*HOW TO COMPLETE THIS TASK:* Each entry below must appear in the output exactly as written.

*SUPPLIED MATERIAL:*
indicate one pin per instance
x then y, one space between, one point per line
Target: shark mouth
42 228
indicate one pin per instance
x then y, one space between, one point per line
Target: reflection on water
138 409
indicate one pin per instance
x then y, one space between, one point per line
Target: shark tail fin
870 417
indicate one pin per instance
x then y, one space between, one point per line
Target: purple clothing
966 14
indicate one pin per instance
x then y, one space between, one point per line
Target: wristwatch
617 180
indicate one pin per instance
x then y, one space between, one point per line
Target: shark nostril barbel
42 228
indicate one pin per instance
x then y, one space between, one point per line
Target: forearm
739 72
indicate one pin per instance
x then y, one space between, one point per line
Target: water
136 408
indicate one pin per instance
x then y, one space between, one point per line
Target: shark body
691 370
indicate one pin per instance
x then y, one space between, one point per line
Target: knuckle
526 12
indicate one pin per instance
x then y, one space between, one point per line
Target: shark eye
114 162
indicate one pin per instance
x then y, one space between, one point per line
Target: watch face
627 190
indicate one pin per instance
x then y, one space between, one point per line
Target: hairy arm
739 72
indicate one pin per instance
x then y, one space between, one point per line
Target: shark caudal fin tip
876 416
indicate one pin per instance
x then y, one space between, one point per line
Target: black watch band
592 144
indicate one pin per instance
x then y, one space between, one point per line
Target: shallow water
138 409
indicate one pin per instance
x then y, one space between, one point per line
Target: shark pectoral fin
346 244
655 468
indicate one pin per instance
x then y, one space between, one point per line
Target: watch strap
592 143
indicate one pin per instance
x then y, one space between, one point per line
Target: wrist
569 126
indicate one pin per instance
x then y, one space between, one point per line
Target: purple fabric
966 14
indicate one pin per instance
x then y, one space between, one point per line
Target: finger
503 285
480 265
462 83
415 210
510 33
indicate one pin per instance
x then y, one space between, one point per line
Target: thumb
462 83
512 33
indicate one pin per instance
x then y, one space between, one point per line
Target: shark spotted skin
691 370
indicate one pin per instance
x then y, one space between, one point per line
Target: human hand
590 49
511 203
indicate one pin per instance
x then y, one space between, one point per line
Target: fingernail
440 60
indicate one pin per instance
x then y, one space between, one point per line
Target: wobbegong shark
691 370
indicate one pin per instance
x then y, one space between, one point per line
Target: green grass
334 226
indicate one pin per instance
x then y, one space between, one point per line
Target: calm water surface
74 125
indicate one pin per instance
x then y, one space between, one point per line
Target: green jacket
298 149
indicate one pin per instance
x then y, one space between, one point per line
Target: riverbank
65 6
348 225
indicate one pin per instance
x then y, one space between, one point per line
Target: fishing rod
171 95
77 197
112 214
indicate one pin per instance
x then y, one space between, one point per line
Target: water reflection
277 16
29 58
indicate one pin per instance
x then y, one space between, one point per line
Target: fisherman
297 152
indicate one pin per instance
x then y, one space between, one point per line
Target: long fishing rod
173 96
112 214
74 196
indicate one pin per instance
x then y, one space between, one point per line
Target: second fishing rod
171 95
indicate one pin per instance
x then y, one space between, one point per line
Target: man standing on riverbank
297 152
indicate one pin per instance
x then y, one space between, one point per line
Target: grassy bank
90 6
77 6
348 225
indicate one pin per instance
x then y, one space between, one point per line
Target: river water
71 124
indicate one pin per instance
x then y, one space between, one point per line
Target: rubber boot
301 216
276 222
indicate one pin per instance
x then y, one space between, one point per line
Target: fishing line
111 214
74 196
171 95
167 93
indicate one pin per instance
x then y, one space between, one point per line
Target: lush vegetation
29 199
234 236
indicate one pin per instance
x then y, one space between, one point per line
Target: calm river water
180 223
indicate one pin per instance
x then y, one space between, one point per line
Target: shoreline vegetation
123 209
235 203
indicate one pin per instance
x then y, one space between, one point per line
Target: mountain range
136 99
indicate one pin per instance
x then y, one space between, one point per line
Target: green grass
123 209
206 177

*TASK RESPONSE:*
indicate one pin per instance
x then y, one space between, one point per line
Target: shark mouth
42 228
indicate one pin per instance
x then y, one space between, one point per line
Target: reflection on water
138 409
indicate one pin per instance
x then y, one space between, one point per line
Target: shark tail fin
870 417
indicate one pin per instance
x then y, one space between, one point per line
Target: purple clothing
966 14
indicate one pin per instance
x then y, one space between, one point per line
Target: wristwatch
617 180
indicate one pin per instance
x then y, one space between, one point per line
Target: shark nostril barbel
42 228
indicate one pin per instance
x then y, one space between, one point per line
Target: forearm
739 72
indicate one pin per instance
x then y, one space between, one point per line
Target: water
136 408
indicate one pin per instance
x then y, one space between, one point per line
Target: shark body
691 370
indicate one pin per instance
x then y, one space between, one point per line
Target: knuckle
526 12
indicate one pin per instance
x then y, one space between, one point per line
Target: shark eye
114 162
indicate one pin per instance
x then y, one space between, one point per line
Target: watch face
627 190
indicate one pin per instance
x then y, one space between, one point per line
Target: hairy arm
739 72
indicate one pin per instance
x then y, one space between, one point per line
Target: shark caudal fin tip
876 416
indicate one pin per instance
x then y, one space between, one point per line
Target: black watch band
592 144
indicate one pin per instance
x then y, one space between, one point per line
Target: shallow water
138 409
indicate one pin per instance
x then y, one space between, one point per line
Target: shark pectoral fin
346 244
655 468
indicate one pin per instance
x then y, one space between, one point per line
Target: watch strap
592 143
indicate one pin per instance
x then y, one space between, one point per line
Target: wrist
569 126
indicate one pin per instance
x then y, one space between, one point per line
Target: purple fabric
966 14
indicate one pin per instance
x then y, one space between, one point per line
Target: finger
503 285
480 265
462 83
415 210
510 33
indicate one pin per instance
x then y, one space between, one point per line
Target: thumb
462 83
512 33
indicate one pin per instance
x then y, one space between, one point per line
Target: shark spotted skin
691 370
indicate one pin per instance
x then y, one space between, one point per line
Target: human hand
590 49
511 203
indicate one pin per instance
x then y, one space between, one point per line
Target: fingernail
440 60
indicate one pin per instance
x then y, one space between, one point per line
Target: wobbegong shark
691 370
indicate one pin per instance
x then y, one space between, one point per line
Target: green grass
334 226
indicate one pin per instance
x then y, one space between, one point per line
Target: calm water surface
74 125
indicate one pin per instance
x then y, one space between, one point per line
Target: green jacket
298 149
indicate one pin per instance
x then y, one space between, one point per line
Target: riverbank
65 6
348 225
indicate one pin per instance
x then y, one space between, one point per line
Target: fishing rod
171 95
77 197
112 214
indicate one pin per instance
x then y, one space between, one point per line
Target: water reflection
277 16
29 58
indicate one pin per instance
x then y, one space between, one point per line
Target: fisherman
297 152
indicate one pin per instance
x then y, one space between, one point per line
Target: long fishing rod
173 96
112 214
74 196
indicate one pin per instance
x then y, one space between, one point per line
Target: second fishing rod
171 95
indicate one pin per instance
x then y, one space between, one point per line
Target: man standing on riverbank
297 152
indicate one pin per instance
x then y, one space between, one point per line
Target: grassy bank
90 6
77 6
348 225
indicate one pin per instance
x then y, one space between, one point per line
Target: river water
71 124
indicate one pin per instance
x then y, one space between, one point per line
Target: rubber boot
301 216
276 222
indicate one pin per instance
x then y, one space between, one point per line
Target: fishing line
111 214
74 196
171 95
167 93
indicate one pin per instance
x then y, one space between, one point per line
Target: lush vegetation
29 199
234 236
indicate one pin per instance
x then y, one space between, one point per line
Target: calm river water
180 223
indicate one pin per instance
x then y, one space between, one point per line
Target: shoreline vegetation
123 209
235 203
indicate one pin per instance
x then y, one space between, one point per line
Target: mountain range
136 99
indicate one pin per instance
x then y, one space between, one point per line
Target: green grass
123 209
206 177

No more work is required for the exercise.